### Given data

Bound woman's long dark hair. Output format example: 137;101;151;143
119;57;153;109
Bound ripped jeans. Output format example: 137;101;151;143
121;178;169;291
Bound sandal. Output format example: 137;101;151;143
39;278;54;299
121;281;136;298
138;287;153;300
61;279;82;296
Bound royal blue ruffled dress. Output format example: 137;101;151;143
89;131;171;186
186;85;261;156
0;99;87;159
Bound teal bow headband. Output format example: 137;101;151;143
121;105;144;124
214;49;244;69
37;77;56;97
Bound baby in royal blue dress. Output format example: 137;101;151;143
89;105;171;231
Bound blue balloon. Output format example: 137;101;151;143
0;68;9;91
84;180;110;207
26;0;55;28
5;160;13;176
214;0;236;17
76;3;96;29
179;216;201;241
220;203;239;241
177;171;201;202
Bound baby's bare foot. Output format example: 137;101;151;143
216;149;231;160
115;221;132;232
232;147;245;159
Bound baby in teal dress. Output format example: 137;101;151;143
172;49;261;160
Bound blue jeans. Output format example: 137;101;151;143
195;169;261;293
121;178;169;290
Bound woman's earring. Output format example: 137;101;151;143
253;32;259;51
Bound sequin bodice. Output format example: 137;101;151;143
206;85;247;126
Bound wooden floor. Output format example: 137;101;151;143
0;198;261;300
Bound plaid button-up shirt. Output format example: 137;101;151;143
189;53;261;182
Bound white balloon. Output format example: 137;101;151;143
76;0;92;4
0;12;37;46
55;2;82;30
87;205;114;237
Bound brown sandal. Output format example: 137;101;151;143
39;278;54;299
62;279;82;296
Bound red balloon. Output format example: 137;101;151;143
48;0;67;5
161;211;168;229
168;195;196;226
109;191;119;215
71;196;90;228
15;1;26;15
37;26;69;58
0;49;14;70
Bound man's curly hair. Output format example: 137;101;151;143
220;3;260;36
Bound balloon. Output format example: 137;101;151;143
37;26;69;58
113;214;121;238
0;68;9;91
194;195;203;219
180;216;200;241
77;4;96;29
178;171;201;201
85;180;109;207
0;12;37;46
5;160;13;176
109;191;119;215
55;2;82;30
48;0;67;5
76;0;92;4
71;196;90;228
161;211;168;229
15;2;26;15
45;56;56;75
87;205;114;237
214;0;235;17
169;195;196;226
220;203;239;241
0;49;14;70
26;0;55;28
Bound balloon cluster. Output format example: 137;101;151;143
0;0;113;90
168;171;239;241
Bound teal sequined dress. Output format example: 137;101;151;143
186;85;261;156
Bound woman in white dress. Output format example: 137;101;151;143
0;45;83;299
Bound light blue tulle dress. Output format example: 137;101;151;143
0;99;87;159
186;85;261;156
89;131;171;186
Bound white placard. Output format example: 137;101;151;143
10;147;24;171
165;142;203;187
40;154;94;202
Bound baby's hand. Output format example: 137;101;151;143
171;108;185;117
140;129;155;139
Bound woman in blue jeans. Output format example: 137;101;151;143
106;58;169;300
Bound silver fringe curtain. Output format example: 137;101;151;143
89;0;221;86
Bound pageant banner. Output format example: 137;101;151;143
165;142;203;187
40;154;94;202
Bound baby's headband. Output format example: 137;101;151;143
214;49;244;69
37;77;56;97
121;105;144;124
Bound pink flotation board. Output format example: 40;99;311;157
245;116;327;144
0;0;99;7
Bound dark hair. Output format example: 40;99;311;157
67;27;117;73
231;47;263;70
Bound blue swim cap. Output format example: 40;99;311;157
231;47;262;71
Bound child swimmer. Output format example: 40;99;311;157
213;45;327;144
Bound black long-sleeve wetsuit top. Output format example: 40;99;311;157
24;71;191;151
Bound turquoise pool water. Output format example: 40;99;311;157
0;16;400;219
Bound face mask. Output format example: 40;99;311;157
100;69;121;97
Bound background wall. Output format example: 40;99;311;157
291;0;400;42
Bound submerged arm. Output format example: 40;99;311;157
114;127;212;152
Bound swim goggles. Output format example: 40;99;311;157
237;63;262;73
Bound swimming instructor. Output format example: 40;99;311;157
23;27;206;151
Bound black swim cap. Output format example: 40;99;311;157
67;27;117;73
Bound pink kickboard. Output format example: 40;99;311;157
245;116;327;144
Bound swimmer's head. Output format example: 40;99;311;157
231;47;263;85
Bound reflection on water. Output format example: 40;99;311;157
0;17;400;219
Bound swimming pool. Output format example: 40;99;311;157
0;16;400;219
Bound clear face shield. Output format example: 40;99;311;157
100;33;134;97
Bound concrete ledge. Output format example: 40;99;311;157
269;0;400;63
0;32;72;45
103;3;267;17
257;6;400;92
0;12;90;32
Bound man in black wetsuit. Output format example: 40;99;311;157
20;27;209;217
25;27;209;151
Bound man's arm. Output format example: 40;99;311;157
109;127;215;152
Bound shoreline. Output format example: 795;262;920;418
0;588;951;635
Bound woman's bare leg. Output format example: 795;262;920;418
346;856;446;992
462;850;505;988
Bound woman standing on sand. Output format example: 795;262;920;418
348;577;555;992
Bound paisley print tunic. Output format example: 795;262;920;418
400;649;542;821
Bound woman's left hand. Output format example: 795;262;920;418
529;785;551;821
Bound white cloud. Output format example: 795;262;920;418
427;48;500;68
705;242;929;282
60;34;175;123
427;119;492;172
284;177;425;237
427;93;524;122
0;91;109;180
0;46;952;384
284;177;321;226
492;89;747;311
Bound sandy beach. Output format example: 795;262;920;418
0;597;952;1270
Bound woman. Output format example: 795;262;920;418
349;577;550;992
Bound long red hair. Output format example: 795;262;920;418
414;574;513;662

### Work to complete
Copy the part of the listing above, starting at the line that contains "Bound clear face" and ending at the line that contains "25;27;209;151", with both of those lines and the requests in between. Increase every bounding-box coordinate in the answers by 30, but leave the requests and their format samples unchanged.

### Solution below
Bound clear face shield. Output format example: 40;99;311;157
130;63;164;127
Bound concrete ledge. Output format example: 40;99;311;157
299;30;430;93
30;62;102;75
133;33;297;47
287;36;430;122
30;42;120;62
Bound man in black wetsuit. Output format example: 40;99;311;157
50;57;239;247
55;57;239;181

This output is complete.